§ ПРИВЕДЁННЫЙ ОТРЫВОК:
——

Еще когда выгружали грузы, он пытался заставить меня подписать акт на списание имущества, что якобы сетка, которой выгружали грузы, порвалась. В акте на списание было немного стекла, немного цемента, а остальное – продукты, дефицит... Ну, кто поверит, что вместе с цементом выгружали шоколад? Или копчености? Да, меня за такой акт в тюрьму бы посадили.
На острове было много медведей, лис. Был случай, когда на пост пришел медведь, напал на матроса... покусал его. Дня через три мы увидели медведя: он плыл по озеру прямо на нас. Из оружия у меня было: карабин «СКС» и пистолет «ТТ». Я выстрелил по медведю несколько раз, ранил его. А он на нас прет. Тогда наш один сержант – сибиряк, охотник, – меткий стрелок, добил его. Всего мы убили трех медведей. Мясо их пустили в пищу. Одну из шкур я с собой забрал, когда уезжал с острова. Но тем не менее, мы опять поругались с начальником гарнизона: он, ссылаясь на медвежье мясо, начал недодавать нам мясные продукты. Обстановка, т.е. наши взаимоотношения, накалялась. Я ему высказывал это, а он мне:
– Я здесь старший, я – начальник, я – хозяин!
Сборно-щитовую казарму мы построили быстро. Еще построили два 2-квартирных дома для офицеров. Он начал меня и здесь упрекать, что якобы что-то не так, да уличать в какой-то ерунде. Крышу казармы и жилые дома мы покрыли двумя слоями толи: больше толи не было. А он говорит:
– А почему не тремя слоями? Положено тремя слоями крыть! – Все правильно, положено крышу крыть тремя слоями, но мне больше не выдали. А он:
– Ты куда толь дел? Промотал? Продал? Кому продал?

——

§ ЗАДАНИЕ 1: Перечислите все слова, которыми начальник гарнизона называет себя в отрывке в реплике «Я здесь старший…».
§ ЗАДАНИЕ 2: Перепишите часть перечня от строки, содержащей «TARGET = backpack», до конца перечня включительно, сохранив все строки. В ответах этой части каждую координату увеличьте на 33.
Отрывок и перечень никак не связаны по смыслу.

§ ИСХОДНЫЕ ДАННЫЕ:

——

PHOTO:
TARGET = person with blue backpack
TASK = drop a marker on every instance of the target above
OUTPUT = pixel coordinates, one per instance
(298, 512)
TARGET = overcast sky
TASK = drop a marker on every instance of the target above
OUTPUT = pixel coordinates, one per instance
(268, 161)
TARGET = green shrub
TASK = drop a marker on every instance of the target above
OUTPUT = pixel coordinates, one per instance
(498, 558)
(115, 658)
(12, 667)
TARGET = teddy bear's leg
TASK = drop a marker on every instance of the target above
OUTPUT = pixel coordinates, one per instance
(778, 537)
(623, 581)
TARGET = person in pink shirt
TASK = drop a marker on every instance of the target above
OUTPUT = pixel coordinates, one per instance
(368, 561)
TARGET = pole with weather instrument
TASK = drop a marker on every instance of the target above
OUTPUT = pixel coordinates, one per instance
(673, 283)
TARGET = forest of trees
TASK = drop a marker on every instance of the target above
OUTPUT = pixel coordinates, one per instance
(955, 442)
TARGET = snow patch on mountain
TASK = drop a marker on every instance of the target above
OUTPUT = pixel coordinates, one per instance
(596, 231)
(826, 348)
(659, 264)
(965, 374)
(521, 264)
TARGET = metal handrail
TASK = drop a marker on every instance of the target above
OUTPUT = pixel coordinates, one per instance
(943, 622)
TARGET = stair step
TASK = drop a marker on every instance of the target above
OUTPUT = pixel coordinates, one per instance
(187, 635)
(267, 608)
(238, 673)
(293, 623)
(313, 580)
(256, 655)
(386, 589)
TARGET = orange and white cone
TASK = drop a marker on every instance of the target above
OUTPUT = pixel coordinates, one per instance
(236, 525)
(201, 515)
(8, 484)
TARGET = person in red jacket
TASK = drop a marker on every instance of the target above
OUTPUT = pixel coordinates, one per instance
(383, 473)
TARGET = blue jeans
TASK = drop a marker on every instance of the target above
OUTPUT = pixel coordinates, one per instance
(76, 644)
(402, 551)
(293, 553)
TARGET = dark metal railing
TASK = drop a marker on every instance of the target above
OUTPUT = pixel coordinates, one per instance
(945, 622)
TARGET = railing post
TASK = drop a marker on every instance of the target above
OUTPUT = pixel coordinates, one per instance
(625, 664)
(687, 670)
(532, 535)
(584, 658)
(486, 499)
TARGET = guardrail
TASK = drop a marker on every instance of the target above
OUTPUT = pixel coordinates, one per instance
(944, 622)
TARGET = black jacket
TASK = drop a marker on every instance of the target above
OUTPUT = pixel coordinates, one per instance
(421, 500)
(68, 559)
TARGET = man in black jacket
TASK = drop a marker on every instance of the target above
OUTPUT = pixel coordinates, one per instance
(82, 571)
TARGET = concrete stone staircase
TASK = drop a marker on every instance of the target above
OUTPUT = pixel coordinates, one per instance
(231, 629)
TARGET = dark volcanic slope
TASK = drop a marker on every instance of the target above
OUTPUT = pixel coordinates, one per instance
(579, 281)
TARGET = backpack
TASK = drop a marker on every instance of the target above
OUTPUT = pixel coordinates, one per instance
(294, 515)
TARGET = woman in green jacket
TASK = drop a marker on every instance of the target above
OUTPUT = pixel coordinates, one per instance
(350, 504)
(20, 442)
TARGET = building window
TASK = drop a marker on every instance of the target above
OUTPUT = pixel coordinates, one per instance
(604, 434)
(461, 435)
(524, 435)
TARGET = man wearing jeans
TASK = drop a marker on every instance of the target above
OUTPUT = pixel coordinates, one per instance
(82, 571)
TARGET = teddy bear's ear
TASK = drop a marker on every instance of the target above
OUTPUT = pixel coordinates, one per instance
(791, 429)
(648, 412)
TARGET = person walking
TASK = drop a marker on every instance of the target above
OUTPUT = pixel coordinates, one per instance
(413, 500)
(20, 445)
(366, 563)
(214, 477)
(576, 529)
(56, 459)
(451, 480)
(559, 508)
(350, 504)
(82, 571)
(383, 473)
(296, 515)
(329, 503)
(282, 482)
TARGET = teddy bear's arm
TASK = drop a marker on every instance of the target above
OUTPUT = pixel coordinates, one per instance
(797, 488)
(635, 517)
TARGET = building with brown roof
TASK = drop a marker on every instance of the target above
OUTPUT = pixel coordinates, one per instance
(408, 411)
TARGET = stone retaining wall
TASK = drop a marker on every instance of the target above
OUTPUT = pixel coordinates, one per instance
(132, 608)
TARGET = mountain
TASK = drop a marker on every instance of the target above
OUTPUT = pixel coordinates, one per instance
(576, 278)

——

§ ПРАВИЛЬНЫЙ ОТВЕТ 1: старший, начальник, хозяин

§ ПРАВИЛЬНЫЙ ОТВЕТ 2:
TARGET = backpack
TASK = drop a marker on every instance of the target above
OUTPUT = pixel coordinates, one per instance
(327, 548)
TARGET = woman in green jacket
TASK = drop a marker on every instance of the target above
OUTPUT = pixel coordinates, one per instance
(383, 537)
(53, 475)
TARGET = building window
TASK = drop a marker on every instance of the target above
OUTPUT = pixel coordinates, one per instance
(637, 467)
(494, 468)
(557, 468)
TARGET = man wearing jeans
TASK = drop a marker on every instance of the target above
OUTPUT = pixel coordinates, one per instance
(115, 604)
TARGET = teddy bear's ear
TASK = drop a marker on every instance of the target above
OUTPUT = pixel coordinates, one per instance
(824, 462)
(681, 445)
TARGET = person walking
TASK = drop a marker on every instance of the target above
OUTPUT = pixel coordinates, one per instance
(446, 533)
(53, 478)
(399, 596)
(247, 510)
(609, 562)
(89, 492)
(484, 513)
(592, 541)
(383, 537)
(115, 604)
(416, 506)
(329, 548)
(362, 536)
(315, 515)
TARGET = teddy bear's arm
TASK = drop a marker on every instance of the target above
OUTPUT = pixel coordinates, one per instance
(830, 521)
(668, 550)
TARGET = building with brown roof
TASK = drop a marker on every instance of the target above
OUTPUT = pixel coordinates, one per instance
(441, 444)
TARGET = stone retaining wall
TASK = drop a marker on every instance of the target above
OUTPUT = pixel coordinates, one per instance
(165, 641)
TARGET = mountain
TASK = drop a marker on every instance of the target above
OUTPUT = pixel coordinates, one per instance
(609, 311)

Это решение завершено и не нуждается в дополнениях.